══ FRAGMENTO
El caso de Copito de Nieve, que en paz descanse, fue especial. Lo veíamos en la prensa casi con la misma frecuencia que a un ministro del Interior y a su muerte consiguió más necrológicas que un escritor. A mí me pidieron una, pero luego no la publicaron porque les pareció poco elogiosa. Contaba en ella que un día fui a Barcelona a visitar al famoso mono y cuando estuve frente a él me ausenté de la realidad durante unos segundos y por un momento creí que yo era el encerrado y Copito de Nieve el visitante. Como el tiempo tiene una dimensión subjetiva, durante esos segundos fui capaz de comprender, en el sentido más profundo de la palabra, lo que significaba pasar toda una vida encerrado tras un cristal blindado, con un neumático de camión para columpiarme. Me dio un escalofrío tal que miré con odio a Copito de Nieve, y tomándolo, ya digo, por un visitante dominguero, le dije:
—Sois unos hijos de puta.
De súbito volví en mí y al contemplar la mirada cansada de Copito, dudé si no había dicho él esas palabras dirigidas a mí y a mi especie. El caso es que me llamó el redactor jefe y me dijo que Copito de Nieve, al que los niños adoraban, no decía palabrotas. Además, había sido muy feliz en el zoo, donde había creado una familia llena de hijos y de nietos. No toleraba, en fin, que yo alterara, en el momento de su muerte, la realidad de esa manera. Comprendí que la felicidad de Copito de Nieve era un asunto de Estado y me callé.
La fotografía está sacada unos días antes de su muerte, cuando el Ayuntamiento de Barcelona decidió hacer pública su enfermedad (un cáncer de piel) para dar al público la oportunidad de que se despidiera de él. Mientras los niños y los adultos hacían cola para decirle adiós, Copito de Nieve bostezaba. A veces se rascaba el tumor que se había desarrollado en su axila derecha y luego se chupaba los dedos. El director del zoo, fiel al decreto de la felicidad, aseguró que Copito no sólo no sufría, sino que estaba pasando los momentos más dulces de su vida, disfrutando de la compañía de los suyos. Parecía que hablaba de un jefe de Estado retirado. Las autoridades aseguraron también que no prolongarían su vida artificialmente porque el objetivo era que el gorila tuviera una muerte digna que ya la quisiéramos para usted y para mí. Todos estos cuidados, de haber sido ovíparo, habrían resultado impensables. Además, ¿se habría atrevido un periódico a pedirme la necrológica de una gallina?
Todo son preguntas. Juan José Millás, 2005.
════
══ REGISTROS MOSTRADOS
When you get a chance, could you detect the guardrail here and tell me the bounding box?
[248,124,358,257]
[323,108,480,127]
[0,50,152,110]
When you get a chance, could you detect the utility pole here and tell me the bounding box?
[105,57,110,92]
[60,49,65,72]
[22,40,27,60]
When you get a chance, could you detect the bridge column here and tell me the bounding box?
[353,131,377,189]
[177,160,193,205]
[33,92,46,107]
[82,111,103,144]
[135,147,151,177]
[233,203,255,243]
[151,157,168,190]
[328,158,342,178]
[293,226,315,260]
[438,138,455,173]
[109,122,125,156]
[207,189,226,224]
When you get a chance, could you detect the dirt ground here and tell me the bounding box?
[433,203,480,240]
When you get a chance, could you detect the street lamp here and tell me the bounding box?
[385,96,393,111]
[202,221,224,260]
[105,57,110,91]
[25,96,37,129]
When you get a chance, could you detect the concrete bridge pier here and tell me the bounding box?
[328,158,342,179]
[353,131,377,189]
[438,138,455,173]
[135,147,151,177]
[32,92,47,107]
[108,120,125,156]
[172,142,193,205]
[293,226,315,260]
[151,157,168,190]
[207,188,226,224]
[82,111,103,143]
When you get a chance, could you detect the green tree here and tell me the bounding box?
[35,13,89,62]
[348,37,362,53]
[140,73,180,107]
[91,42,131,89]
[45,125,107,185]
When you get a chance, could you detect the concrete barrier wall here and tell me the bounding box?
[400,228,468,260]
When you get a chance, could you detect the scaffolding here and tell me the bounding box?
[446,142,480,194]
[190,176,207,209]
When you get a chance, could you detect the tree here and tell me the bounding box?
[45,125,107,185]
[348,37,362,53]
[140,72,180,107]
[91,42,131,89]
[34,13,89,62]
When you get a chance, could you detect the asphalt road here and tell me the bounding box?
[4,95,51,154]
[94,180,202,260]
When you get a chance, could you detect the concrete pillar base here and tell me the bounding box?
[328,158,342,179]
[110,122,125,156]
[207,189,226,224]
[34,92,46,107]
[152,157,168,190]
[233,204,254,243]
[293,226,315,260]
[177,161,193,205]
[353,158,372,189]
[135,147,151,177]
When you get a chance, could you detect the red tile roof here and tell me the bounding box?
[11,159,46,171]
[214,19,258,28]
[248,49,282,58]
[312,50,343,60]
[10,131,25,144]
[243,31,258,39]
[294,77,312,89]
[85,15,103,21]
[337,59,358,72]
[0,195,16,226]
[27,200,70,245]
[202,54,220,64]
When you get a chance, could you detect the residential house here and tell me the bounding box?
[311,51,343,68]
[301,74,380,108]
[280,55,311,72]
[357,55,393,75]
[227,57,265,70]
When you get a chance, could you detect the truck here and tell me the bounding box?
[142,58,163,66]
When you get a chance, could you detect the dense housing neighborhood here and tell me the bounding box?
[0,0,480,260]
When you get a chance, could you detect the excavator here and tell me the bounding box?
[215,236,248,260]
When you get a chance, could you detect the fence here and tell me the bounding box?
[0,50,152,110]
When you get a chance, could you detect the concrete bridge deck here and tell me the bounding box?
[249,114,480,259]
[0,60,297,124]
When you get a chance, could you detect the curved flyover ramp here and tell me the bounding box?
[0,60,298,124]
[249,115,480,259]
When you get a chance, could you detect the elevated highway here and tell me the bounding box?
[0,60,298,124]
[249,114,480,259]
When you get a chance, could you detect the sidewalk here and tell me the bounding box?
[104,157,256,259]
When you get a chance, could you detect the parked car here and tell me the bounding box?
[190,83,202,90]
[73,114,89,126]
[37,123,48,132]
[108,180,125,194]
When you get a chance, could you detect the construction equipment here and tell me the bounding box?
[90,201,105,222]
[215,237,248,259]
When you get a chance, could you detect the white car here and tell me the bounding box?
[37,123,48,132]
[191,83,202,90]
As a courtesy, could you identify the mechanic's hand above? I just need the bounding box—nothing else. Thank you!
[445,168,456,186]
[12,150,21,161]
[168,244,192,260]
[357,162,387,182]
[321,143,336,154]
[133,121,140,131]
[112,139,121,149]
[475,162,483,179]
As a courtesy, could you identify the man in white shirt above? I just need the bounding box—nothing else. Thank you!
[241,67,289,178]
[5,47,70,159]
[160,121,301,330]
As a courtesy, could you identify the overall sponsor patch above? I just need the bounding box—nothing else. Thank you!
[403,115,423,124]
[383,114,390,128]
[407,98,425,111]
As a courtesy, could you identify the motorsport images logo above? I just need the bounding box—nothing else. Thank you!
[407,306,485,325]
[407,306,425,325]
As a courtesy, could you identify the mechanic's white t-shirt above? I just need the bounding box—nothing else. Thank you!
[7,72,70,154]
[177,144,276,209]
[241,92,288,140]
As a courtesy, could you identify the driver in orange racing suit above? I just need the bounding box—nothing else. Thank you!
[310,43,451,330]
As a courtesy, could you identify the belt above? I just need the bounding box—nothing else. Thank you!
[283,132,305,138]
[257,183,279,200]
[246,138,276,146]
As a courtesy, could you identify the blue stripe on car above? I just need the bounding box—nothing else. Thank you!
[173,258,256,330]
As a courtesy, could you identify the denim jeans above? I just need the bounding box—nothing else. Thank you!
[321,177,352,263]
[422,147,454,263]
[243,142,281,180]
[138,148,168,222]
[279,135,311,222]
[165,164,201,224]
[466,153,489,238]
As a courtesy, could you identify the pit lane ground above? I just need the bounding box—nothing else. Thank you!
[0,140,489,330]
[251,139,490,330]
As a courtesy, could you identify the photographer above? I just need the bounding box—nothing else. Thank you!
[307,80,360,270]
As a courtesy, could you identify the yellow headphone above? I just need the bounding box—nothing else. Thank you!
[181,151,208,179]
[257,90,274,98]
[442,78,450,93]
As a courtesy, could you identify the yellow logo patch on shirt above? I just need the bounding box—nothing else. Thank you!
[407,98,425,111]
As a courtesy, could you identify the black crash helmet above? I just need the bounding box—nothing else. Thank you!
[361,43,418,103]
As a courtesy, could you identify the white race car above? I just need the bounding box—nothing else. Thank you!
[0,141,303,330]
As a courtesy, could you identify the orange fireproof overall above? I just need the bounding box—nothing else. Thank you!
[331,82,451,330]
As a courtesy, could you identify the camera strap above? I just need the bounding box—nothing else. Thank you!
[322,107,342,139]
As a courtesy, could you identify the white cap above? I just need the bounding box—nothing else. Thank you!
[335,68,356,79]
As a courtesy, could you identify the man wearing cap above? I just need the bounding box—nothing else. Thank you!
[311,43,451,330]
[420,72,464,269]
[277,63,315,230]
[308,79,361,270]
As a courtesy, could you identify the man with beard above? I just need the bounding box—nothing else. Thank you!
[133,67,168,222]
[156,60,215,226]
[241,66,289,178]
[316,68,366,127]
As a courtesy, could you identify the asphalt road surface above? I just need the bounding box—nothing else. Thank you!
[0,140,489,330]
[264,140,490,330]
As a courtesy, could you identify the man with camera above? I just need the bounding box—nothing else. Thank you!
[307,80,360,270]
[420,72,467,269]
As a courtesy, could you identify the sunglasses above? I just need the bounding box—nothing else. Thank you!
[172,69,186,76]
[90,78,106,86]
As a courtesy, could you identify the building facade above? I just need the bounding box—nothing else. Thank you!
════
* **EJERCICIO**:
Según el fragmento, ¿qué enfermedad padecía Copito de Nieve? Los ítems son un material aparte, sin relación con el fragmento.

* **SOLUCIÓN**:
Un cáncer de piel.